** START Materials provided **
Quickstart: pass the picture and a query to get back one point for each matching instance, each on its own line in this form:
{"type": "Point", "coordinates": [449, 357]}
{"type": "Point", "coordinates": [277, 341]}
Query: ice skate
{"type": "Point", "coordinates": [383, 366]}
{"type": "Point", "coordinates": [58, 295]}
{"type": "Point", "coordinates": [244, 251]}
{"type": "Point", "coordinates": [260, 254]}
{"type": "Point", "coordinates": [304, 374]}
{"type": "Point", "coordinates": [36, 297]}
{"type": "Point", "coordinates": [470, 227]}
** END Materials provided **
» **What to produce**
Render every line of the records above as a Markdown table with two columns, No. and Line, numbering the rows in order and omitting blank lines.

» **Written reply**
| No. | Line |
|---|---|
| 1 | Quickstart: pass the picture and a query to get back one point for each matching instance, each on its own line in this form: |
| 2 | {"type": "Point", "coordinates": [449, 357]} |
| 3 | {"type": "Point", "coordinates": [277, 341]} |
| 4 | Query: ice skate |
| 5 | {"type": "Point", "coordinates": [383, 366]} |
| 6 | {"type": "Point", "coordinates": [58, 295]} |
| 7 | {"type": "Point", "coordinates": [244, 251]} |
| 8 | {"type": "Point", "coordinates": [260, 254]} |
| 9 | {"type": "Point", "coordinates": [304, 374]} |
| 10 | {"type": "Point", "coordinates": [36, 297]} |
| 11 | {"type": "Point", "coordinates": [470, 227]} |